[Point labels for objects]
[start]

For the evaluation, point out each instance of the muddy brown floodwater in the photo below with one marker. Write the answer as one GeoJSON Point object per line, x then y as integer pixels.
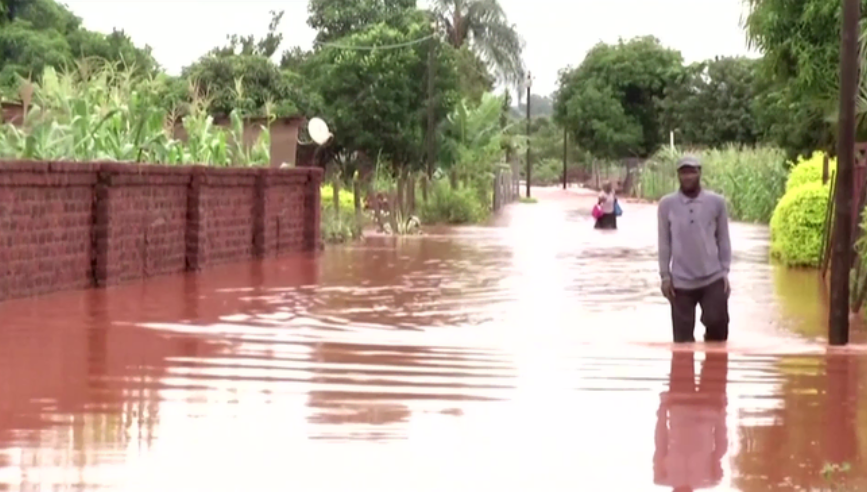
{"type": "Point", "coordinates": [529, 355]}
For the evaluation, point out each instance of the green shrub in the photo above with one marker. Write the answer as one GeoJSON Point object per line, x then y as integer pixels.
{"type": "Point", "coordinates": [452, 206]}
{"type": "Point", "coordinates": [751, 179]}
{"type": "Point", "coordinates": [809, 170]}
{"type": "Point", "coordinates": [339, 228]}
{"type": "Point", "coordinates": [797, 225]}
{"type": "Point", "coordinates": [347, 201]}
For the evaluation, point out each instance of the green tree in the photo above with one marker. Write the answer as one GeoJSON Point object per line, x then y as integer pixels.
{"type": "Point", "coordinates": [610, 103]}
{"type": "Point", "coordinates": [711, 104]}
{"type": "Point", "coordinates": [248, 45]}
{"type": "Point", "coordinates": [800, 40]}
{"type": "Point", "coordinates": [35, 34]}
{"type": "Point", "coordinates": [336, 19]}
{"type": "Point", "coordinates": [241, 75]}
{"type": "Point", "coordinates": [539, 106]}
{"type": "Point", "coordinates": [483, 26]}
{"type": "Point", "coordinates": [375, 100]}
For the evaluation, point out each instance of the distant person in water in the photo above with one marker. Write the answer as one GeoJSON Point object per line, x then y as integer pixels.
{"type": "Point", "coordinates": [695, 255]}
{"type": "Point", "coordinates": [607, 201]}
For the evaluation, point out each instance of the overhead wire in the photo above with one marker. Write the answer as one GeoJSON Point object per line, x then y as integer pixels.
{"type": "Point", "coordinates": [379, 47]}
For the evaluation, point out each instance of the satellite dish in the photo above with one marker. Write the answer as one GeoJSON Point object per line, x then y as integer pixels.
{"type": "Point", "coordinates": [318, 130]}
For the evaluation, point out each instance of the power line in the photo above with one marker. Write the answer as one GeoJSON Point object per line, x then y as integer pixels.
{"type": "Point", "coordinates": [380, 47]}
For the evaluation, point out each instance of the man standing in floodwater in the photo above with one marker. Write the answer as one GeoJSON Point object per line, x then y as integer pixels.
{"type": "Point", "coordinates": [695, 255]}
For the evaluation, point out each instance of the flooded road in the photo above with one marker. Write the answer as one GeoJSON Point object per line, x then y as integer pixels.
{"type": "Point", "coordinates": [532, 354]}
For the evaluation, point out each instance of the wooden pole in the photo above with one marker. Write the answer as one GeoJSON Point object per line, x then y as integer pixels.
{"type": "Point", "coordinates": [529, 169]}
{"type": "Point", "coordinates": [565, 154]}
{"type": "Point", "coordinates": [431, 112]}
{"type": "Point", "coordinates": [841, 263]}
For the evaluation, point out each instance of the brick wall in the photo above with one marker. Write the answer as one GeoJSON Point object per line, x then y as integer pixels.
{"type": "Point", "coordinates": [77, 225]}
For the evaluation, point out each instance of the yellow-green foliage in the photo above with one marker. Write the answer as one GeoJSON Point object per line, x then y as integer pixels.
{"type": "Point", "coordinates": [453, 206]}
{"type": "Point", "coordinates": [347, 201]}
{"type": "Point", "coordinates": [809, 170]}
{"type": "Point", "coordinates": [103, 114]}
{"type": "Point", "coordinates": [798, 224]}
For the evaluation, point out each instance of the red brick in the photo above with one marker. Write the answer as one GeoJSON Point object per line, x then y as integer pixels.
{"type": "Point", "coordinates": [67, 225]}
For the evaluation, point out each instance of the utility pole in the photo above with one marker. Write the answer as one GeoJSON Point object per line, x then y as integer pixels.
{"type": "Point", "coordinates": [565, 154]}
{"type": "Point", "coordinates": [529, 170]}
{"type": "Point", "coordinates": [841, 260]}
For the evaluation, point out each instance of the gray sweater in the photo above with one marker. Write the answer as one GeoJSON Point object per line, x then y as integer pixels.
{"type": "Point", "coordinates": [694, 245]}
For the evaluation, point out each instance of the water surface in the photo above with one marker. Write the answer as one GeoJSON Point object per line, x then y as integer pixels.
{"type": "Point", "coordinates": [531, 354]}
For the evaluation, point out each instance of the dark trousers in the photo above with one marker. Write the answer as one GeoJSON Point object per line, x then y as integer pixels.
{"type": "Point", "coordinates": [607, 221]}
{"type": "Point", "coordinates": [714, 312]}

[end]

Exercise requirements: Switch every "with one marker" in the data above to "with a single marker" and leave everything else unchanged. Write out the full data again without the pictures.

Task result:
For the evaluation, point out each instance of the muddy brown floodwater in the photo below with a single marker. Write the answer as one GeoJSON Point object per line, x then y as integer pixels.
{"type": "Point", "coordinates": [529, 355]}
For the evaluation, point out each instance of the green shrub in the photo above with a single marker. Write the answer as one GeoJSON Point object per line, x then y as integer pixels.
{"type": "Point", "coordinates": [452, 206]}
{"type": "Point", "coordinates": [751, 179]}
{"type": "Point", "coordinates": [809, 170]}
{"type": "Point", "coordinates": [339, 228]}
{"type": "Point", "coordinates": [797, 225]}
{"type": "Point", "coordinates": [347, 201]}
For the evaluation, point out each instance of the green tree in the photo above with a single marker. Write the answer as one GeoJSON Point object per line, x then y as integer pixels.
{"type": "Point", "coordinates": [610, 103]}
{"type": "Point", "coordinates": [711, 104]}
{"type": "Point", "coordinates": [248, 45]}
{"type": "Point", "coordinates": [800, 40]}
{"type": "Point", "coordinates": [35, 34]}
{"type": "Point", "coordinates": [336, 19]}
{"type": "Point", "coordinates": [241, 75]}
{"type": "Point", "coordinates": [539, 106]}
{"type": "Point", "coordinates": [483, 26]}
{"type": "Point", "coordinates": [375, 100]}
For the evaluation, point out each instance of the distant person in water in the photo above with a single marker. Write the answer as one GeoJSON Point object per line, x then y as integer pixels.
{"type": "Point", "coordinates": [695, 255]}
{"type": "Point", "coordinates": [607, 201]}
For the evaluation, point out each instance of the overhead wire in the photo above with a single marker. Write the answer as one GeoJSON Point object per line, x then y as integer pixels.
{"type": "Point", "coordinates": [379, 47]}
For the evaluation, point out each instance of the satellite dish in the photo above with a single marker. Write the answer as one GeoJSON Point object per line, x then y as integer pixels.
{"type": "Point", "coordinates": [318, 130]}
For the evaluation, point out each instance of the power line in the photo above with a single marker. Write the answer as one GeoJSON Point object per line, x then y as integer pixels.
{"type": "Point", "coordinates": [380, 47]}
For the evaluation, point out each instance of the man standing in floodwater in the photo above with a single marker. Write the answer as one GeoJSON Point object per line, x then y as integer pixels.
{"type": "Point", "coordinates": [695, 255]}
For the evaluation, point out each instance of the flooded road in the photo above with a single marker. Write the answer as one GeoJSON Point object per line, x then y as integer pixels.
{"type": "Point", "coordinates": [532, 354]}
For the evaluation, point out each instance of the wooden pole in the photo above with a single marker. Write the answer as one GeoJSON Point object per line, x then y as integer pixels.
{"type": "Point", "coordinates": [529, 169]}
{"type": "Point", "coordinates": [565, 154]}
{"type": "Point", "coordinates": [431, 112]}
{"type": "Point", "coordinates": [841, 263]}
For the evaluation, point out each instance of the brick wall in the photo above with a single marker. Write the answer as one GeoJSON Point object per line, x then y as integer pixels.
{"type": "Point", "coordinates": [77, 225]}
For the evaluation, point out each instance of the yellow-green foliage in the photo above with a single marker. Write the answer as one GeoJSON Point object per line, x then y as integer pixels.
{"type": "Point", "coordinates": [453, 206]}
{"type": "Point", "coordinates": [347, 201]}
{"type": "Point", "coordinates": [809, 170]}
{"type": "Point", "coordinates": [103, 114]}
{"type": "Point", "coordinates": [798, 224]}
For the evaluation, point out each instance of the red brick in the photo above with a single marker. Write the answer as one GeoJSON Point object per line, x then y as integer pixels.
{"type": "Point", "coordinates": [67, 225]}
For the evaluation, point out each instance of the utility pole in the photo above with a single marker. Write the answer as one GeoJSON Point object per line, x then y as integer pixels.
{"type": "Point", "coordinates": [565, 154]}
{"type": "Point", "coordinates": [529, 170]}
{"type": "Point", "coordinates": [841, 260]}
For the evaluation, point out each instance of the gray sweater in the photo above with a single marker. Write the answer as one GeoJSON Point object per line, x then y as integer pixels.
{"type": "Point", "coordinates": [694, 245]}
For the evaluation, point out each instance of the water surface in the photo above with a single marker. Write the answer as one GeoJSON Point object per line, x then y as integer pixels.
{"type": "Point", "coordinates": [531, 354]}
For the evaluation, point out each instance of the dark trousers in the photo above with a single marker. Write the answer as one GeoJSON Point object per line, x then y as integer pixels.
{"type": "Point", "coordinates": [607, 221]}
{"type": "Point", "coordinates": [714, 312]}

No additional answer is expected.